> Written task a: Rewrite the records from their first line through the line holding "Each instance of", inclusive, swapping "bison calf" for "young bison" and leaving everything else unchanged.

Play with Quines.
Inspiration from Quine Relay, and especially from this comment.
Basic quine where processing (compiling, running..) input file a gives output file b, where hash(a)==hash(b), because b has the exact same contents as a.
Eg: for a compiled language like C, it goes like this:
$ cc a.c -o a_c && ./a_c > b.c && diff a.c b.c && echo "QUINE!!" || echo "You lose"
Note: for interpreted languages like Python, there is no compilation phase, obviously:
$ python a.py > b.py && diff a.py b.py && echo "QUINE!!" || echo "You lose"
Indirect quine where processing input file a in language A gives output file b in another language (or form) that must be processed again by another tool, to obtain the original file a. Can be scaled to more than one intermediate languages, before getting back to a.
Eg: Start from a C file that when compiled/run produces a Python file, which when run produces the initial C file again:
$ cc a.c -o a_c && ./a_c | python > b.c && diff a.c b.c && echo "QUINE!!" || echo "You lose"
But that naive C<=>PY example is "cheating", eg: unrolling the loop once, and hence is not scalable beyond two languages.
A smarter example is the PL<=>PY example, that separate the two language loops, and thus can be scaled to more than two.
Add a 3rd language in the loop of Level2, this time with language : V, C and Python.
Start with V which produces a C, which produces a Python, which produce V back again. V => C => PY => V..

> Extracted information:
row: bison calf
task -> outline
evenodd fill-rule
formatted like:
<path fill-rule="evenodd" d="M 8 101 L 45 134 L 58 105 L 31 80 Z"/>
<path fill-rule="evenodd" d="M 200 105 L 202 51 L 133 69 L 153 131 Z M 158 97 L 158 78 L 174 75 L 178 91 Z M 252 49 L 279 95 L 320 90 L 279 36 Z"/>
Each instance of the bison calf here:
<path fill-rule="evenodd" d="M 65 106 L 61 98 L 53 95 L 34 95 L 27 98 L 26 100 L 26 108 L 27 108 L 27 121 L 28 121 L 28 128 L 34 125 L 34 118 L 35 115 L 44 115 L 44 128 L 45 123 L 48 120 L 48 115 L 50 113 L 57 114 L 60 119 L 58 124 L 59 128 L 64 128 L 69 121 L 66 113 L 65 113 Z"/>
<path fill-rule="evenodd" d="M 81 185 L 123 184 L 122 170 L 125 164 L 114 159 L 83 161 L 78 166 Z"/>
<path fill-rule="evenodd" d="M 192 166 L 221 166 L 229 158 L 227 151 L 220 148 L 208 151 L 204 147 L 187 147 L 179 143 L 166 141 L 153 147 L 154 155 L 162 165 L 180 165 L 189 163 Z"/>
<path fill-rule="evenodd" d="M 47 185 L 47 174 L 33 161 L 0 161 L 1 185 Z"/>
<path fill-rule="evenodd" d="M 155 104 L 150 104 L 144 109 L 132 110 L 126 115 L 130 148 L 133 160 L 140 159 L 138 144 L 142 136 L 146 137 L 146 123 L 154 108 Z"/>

> Written task b: Write the next part of the text on quines.

> Final answer a:
row: young bison
task -> outline
evenodd fill-rule
formatted like:
<path fill-rule="evenodd" d="M 8 101 L 45 134 L 58 105 L 31 80 Z"/>
<path fill-rule="evenodd" d="M 200 105 L 202 51 L 133 69 L 153 131 Z M 158 97 L 158 78 L 174 75 L 178 91 Z M 252 49 L 279 95 L 320 90 L 279 36 Z"/>
Each instance of the young bison here:

> Final answer b:
Already done:
- Perl/Python (2 lang)
- V/C/Python (3 lang)
- Nelua/Python/V/C (4 lang)
Idea: make another quine-relay using only languages not already used by mame. Eg: Nelua, V, Odin, Zig, VHDL, WAT, RPL, ..
Try to split parallel ways to process a single file to different outputs
Eg: Start from a c,c++,etc.. hybrid source file A (which means a single file contains multiple languages), compile it separately as C and C++ and run both : former produces a eg: shell script, the latter eg: a Python script:
A -+-C++-> B=SH
\--C--> C=PY
Try to split parallel ways from a single file, but converging back to the same source, eventually.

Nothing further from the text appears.